• [OBJECTIVE]: State how many lines in the rows below contain the string "wheel", with case counting. Give only the number.

• [DATA SHOWN]:
##########

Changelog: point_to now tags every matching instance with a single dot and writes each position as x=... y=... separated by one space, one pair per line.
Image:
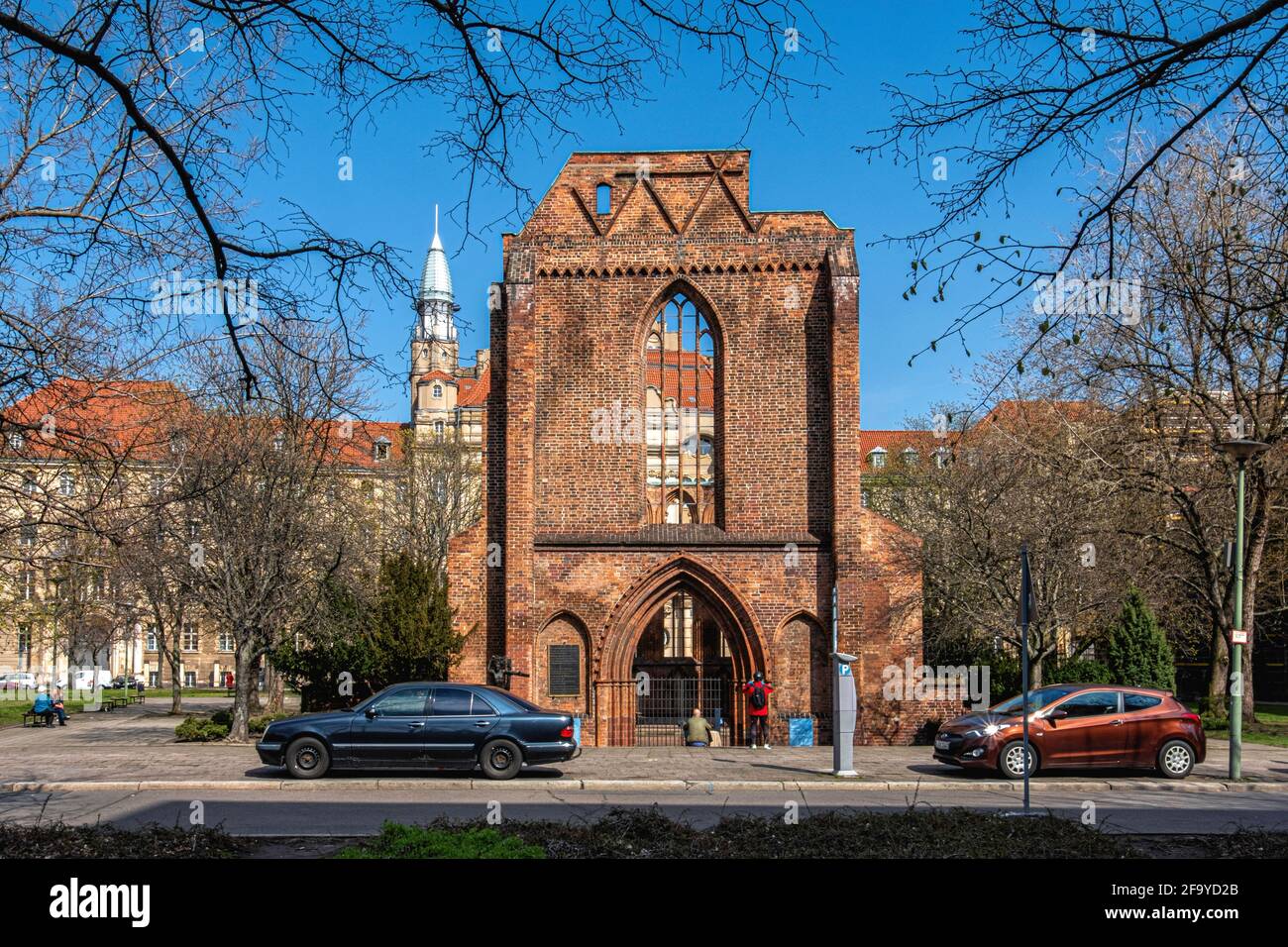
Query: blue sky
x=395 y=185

##########

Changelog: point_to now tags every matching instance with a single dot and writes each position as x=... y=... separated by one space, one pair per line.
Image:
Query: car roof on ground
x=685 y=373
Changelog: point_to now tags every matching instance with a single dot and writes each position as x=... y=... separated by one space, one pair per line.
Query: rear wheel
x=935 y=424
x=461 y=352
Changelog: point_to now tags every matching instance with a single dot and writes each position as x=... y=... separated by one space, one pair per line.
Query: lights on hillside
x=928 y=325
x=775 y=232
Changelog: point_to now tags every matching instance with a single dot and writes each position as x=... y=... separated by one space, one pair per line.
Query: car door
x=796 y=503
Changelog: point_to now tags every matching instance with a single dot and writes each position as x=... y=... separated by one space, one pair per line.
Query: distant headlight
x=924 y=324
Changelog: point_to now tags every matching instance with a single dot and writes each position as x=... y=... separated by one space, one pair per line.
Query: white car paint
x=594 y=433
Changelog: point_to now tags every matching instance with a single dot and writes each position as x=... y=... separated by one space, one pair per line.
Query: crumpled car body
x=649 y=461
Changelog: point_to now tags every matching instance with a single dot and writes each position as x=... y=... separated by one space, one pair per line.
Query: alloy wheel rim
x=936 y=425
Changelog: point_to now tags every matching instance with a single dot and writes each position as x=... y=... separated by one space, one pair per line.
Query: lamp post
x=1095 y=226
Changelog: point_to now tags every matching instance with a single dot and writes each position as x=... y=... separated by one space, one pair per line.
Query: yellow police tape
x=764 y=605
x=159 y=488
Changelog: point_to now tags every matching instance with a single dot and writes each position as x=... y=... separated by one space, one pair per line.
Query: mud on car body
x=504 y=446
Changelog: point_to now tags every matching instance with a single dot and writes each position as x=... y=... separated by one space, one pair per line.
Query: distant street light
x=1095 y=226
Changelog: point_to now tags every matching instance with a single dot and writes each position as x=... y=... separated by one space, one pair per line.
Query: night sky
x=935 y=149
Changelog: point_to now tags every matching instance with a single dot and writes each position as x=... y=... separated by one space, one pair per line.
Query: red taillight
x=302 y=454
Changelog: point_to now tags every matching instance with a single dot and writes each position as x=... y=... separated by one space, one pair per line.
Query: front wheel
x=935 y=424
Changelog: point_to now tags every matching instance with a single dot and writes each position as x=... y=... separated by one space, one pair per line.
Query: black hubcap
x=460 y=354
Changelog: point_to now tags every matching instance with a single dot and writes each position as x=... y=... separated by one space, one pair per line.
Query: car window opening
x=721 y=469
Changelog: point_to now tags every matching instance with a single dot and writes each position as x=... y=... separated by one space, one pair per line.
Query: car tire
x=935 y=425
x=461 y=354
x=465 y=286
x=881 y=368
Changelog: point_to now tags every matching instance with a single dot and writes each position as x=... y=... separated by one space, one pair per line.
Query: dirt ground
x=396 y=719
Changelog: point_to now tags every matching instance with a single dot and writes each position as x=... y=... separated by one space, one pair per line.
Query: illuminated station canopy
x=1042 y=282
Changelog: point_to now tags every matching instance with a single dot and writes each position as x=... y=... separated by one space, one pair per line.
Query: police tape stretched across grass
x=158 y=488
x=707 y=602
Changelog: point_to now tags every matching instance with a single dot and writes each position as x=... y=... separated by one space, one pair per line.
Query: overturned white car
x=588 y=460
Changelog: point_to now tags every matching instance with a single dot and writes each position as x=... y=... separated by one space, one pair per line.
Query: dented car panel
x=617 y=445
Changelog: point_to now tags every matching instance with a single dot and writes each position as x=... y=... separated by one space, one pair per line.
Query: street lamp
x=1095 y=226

##########

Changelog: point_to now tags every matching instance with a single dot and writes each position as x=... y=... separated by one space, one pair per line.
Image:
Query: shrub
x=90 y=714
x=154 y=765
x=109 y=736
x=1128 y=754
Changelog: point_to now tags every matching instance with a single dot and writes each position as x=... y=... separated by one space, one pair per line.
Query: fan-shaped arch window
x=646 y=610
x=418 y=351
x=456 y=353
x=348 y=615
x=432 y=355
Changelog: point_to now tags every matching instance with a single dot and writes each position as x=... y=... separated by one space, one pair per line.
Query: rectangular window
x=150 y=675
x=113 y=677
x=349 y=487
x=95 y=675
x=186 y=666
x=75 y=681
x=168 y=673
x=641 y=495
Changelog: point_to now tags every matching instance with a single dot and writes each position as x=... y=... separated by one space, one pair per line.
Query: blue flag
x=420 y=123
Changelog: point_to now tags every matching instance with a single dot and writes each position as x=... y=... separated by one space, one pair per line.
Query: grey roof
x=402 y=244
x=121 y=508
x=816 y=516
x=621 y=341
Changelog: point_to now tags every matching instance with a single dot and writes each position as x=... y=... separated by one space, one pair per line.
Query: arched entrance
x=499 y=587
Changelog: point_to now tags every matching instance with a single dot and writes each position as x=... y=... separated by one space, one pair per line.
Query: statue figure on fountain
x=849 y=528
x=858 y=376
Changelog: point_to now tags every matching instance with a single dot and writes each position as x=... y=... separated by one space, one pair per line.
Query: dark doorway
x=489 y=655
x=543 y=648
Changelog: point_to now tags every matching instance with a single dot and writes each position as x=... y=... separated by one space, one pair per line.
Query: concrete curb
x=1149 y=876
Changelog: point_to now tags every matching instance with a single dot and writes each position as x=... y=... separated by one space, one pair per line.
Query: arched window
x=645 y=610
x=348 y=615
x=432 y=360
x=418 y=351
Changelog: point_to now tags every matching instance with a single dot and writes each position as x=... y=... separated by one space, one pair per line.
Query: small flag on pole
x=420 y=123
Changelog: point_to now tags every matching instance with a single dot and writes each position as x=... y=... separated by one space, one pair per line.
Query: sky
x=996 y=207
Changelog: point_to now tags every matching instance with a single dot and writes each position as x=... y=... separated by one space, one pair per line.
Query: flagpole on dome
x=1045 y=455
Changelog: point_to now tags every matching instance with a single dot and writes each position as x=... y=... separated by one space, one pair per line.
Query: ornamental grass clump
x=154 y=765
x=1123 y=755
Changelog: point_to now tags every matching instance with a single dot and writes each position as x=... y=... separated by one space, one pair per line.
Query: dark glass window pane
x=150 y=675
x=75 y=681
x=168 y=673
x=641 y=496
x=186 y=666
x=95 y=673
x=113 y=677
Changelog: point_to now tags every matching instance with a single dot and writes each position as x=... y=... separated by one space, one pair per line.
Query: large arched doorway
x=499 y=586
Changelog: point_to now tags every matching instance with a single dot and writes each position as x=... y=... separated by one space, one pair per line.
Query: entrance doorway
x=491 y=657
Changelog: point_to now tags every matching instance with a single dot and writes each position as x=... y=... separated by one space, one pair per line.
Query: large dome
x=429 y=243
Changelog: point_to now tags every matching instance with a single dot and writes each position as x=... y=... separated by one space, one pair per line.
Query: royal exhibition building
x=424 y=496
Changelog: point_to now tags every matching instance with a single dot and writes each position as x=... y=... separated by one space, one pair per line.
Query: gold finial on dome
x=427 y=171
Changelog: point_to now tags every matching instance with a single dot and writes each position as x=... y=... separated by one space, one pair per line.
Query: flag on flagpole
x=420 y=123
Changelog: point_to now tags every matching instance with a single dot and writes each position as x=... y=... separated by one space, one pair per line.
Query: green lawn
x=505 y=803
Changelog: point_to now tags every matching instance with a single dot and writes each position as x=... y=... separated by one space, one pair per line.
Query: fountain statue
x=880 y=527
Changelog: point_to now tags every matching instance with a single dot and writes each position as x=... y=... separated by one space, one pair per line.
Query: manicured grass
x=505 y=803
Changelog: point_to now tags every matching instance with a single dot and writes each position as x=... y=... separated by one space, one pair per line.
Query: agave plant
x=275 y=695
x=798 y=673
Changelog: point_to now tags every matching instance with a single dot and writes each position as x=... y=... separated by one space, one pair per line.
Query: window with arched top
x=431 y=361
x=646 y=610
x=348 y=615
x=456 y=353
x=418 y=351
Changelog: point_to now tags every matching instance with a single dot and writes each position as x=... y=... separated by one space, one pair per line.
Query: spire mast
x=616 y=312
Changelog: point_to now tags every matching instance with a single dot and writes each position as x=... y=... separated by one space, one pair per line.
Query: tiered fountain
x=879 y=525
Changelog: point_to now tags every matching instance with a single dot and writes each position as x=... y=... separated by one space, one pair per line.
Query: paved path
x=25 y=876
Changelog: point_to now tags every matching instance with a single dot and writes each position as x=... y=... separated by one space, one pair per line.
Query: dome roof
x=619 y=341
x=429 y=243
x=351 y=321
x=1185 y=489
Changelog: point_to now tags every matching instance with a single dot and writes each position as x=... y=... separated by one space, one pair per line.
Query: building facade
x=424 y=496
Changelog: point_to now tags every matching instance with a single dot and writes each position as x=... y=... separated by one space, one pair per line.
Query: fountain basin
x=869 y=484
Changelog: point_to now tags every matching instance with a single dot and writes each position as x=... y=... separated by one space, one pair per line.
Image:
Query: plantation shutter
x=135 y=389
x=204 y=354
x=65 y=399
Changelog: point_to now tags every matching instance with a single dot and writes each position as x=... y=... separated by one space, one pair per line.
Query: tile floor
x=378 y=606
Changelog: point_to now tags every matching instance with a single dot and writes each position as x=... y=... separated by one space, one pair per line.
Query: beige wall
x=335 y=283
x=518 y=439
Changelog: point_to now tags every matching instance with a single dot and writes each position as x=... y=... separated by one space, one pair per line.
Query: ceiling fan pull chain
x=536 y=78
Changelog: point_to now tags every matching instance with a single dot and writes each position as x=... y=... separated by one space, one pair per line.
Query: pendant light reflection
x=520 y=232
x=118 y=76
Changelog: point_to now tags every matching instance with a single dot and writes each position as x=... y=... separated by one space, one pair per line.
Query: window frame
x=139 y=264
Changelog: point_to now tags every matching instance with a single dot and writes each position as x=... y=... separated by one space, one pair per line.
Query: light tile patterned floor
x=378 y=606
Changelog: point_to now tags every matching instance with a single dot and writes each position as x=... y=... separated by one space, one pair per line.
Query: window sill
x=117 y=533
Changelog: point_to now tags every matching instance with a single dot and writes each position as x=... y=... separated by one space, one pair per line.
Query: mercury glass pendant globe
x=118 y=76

##########

• [CORRECT RESULT]: 3